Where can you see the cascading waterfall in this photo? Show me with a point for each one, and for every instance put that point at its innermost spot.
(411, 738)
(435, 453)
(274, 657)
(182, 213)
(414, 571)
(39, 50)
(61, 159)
________________________
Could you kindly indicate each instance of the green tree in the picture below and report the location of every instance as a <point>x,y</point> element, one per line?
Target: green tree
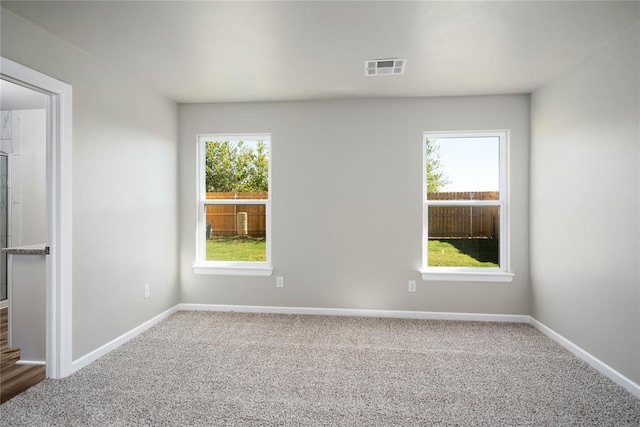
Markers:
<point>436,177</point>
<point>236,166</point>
________________________
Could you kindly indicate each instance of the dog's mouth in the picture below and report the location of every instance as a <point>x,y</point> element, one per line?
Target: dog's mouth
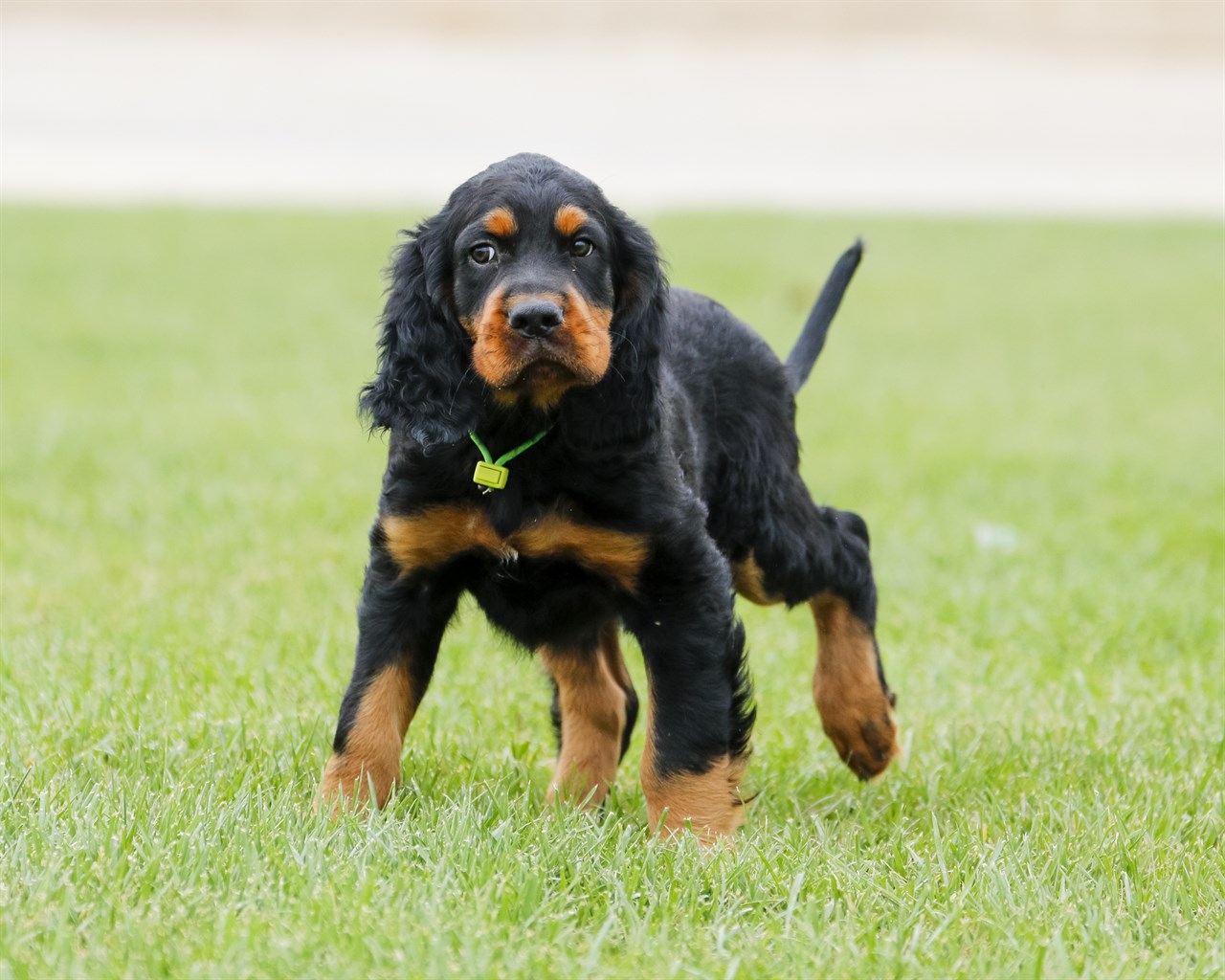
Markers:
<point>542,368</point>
________________________
Objective
Count the lines in the items above that contain the word "tree", and reply with the number only.

Final result
2